Requirement
Copy the following listing word for word.
BEGIN Records to use
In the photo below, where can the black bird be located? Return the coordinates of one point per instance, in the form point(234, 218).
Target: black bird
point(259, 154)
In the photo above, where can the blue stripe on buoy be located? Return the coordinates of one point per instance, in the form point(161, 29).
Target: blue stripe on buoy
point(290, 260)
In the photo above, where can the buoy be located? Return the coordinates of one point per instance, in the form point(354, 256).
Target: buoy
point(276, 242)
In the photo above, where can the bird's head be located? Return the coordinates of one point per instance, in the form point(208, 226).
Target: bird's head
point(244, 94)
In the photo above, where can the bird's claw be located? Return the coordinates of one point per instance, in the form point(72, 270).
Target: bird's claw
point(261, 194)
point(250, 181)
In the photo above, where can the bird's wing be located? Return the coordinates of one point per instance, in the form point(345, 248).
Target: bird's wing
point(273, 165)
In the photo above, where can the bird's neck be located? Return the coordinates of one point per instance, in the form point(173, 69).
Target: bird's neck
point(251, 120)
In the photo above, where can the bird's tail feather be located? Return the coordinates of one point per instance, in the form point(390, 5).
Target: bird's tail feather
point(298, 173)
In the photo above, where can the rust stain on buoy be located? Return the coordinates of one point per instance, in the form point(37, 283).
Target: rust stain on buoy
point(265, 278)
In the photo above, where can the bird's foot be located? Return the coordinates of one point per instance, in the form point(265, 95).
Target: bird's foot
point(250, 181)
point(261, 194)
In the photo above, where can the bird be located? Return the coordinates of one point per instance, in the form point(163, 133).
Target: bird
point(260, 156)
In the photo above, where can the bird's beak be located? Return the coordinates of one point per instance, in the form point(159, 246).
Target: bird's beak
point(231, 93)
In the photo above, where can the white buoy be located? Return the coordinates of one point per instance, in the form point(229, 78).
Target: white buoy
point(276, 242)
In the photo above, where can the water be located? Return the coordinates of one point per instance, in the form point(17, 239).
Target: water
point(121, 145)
END Records to use
The answer
In the photo below, where can the black bird be located? Return the coordinates of one point per instance, in the form point(234, 218).
Target: black bird
point(259, 154)
In the photo above, where can the blue stripe on buoy be located? Return the coordinates of one point per instance, in the form point(161, 29).
Target: blue stripe on buoy
point(290, 260)
In the photo above, where can the buoy be located? Return the coordinates of one point per instance, in the form point(354, 256).
Target: buoy
point(276, 242)
In the photo above, where can the bird's head be located? Return the coordinates of one point per instance, in the form point(208, 226).
Target: bird's head
point(244, 94)
In the photo above, where can the bird's claw be located? Return the coordinates of one point per instance, in the form point(72, 270).
Target: bird's claw
point(261, 194)
point(250, 181)
In the photo above, where can the bird's wing be located? Return the coordinates of one point per instance, in the form point(345, 248).
Target: bird's wing
point(273, 165)
In the photo above, where can the bird's neck be located? Return the coordinates of one point per instance, in the form point(173, 69).
Target: bird's neck
point(251, 120)
In the photo above, where can the bird's tail feather be located? Return the coordinates of one point per instance, in the form point(390, 5).
Target: bird's tail feather
point(298, 173)
In the photo above, where can the rust stain on buoy be located? Return the coordinates of one point per instance, in the form point(37, 283).
Target: rust stain on buoy
point(265, 278)
In the photo above, where can the bird's foot be located? Return the coordinates of one point per instance, in the form point(265, 95).
Target: bird's foot
point(250, 181)
point(261, 194)
In the photo above, where can the bird be located? Return the coordinates of one point per instance, in the form point(163, 133).
Target: bird
point(260, 156)
In the photo above, where can the bird's beak be located? Return the coordinates of one point per instance, in the form point(159, 246).
Target: bird's beak
point(231, 93)
In the photo above, where can the white buoy be located? Return the coordinates of one point per instance, in the form point(229, 78).
Target: white buoy
point(276, 242)
In the photo above, where can the water be located? Return the coordinates of one point per instance, in the form point(17, 239).
Target: water
point(121, 145)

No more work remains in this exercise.